Records shown –
———

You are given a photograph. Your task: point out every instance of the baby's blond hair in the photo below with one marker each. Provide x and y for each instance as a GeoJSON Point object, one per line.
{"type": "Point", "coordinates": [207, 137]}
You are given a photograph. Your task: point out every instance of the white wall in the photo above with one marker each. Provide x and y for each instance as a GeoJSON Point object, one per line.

———

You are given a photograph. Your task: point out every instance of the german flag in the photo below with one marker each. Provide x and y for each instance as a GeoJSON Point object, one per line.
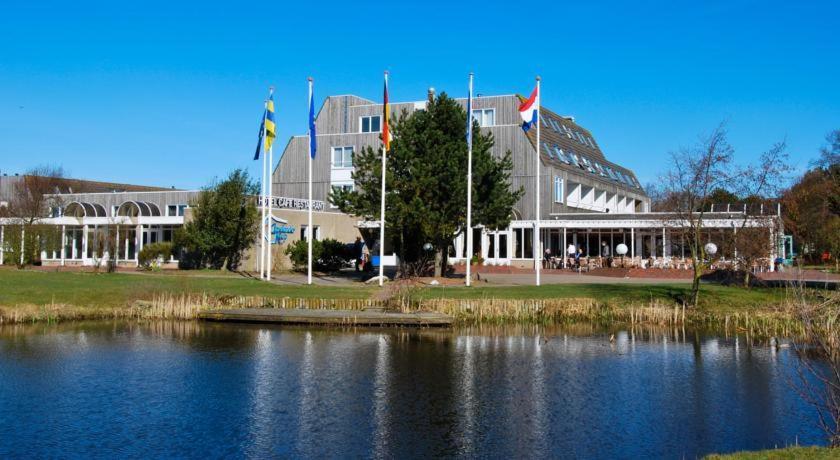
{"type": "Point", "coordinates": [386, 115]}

———

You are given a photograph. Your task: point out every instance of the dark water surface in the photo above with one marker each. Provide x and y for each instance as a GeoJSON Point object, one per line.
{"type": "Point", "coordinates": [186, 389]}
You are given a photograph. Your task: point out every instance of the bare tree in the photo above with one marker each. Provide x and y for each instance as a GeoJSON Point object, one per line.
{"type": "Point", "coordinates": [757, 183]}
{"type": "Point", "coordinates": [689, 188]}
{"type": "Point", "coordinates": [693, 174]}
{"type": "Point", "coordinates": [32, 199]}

———

Retype the lines exactly, starting with the line that contains "of the baby's" and ending with the line that contains "of the white", both included.

The solution –
You are given a photograph. Your task: point out every instance of the baby's blond hair in the photo below with one marker each. Provide x and y for each instance as a GeoJSON Point object, one per line.
{"type": "Point", "coordinates": [207, 137]}
You are given a photograph. Your task: point out every instance of the white wall in the photo above with one marker each. Provide x and y for each instance as a GeoJSON Point object, one per line.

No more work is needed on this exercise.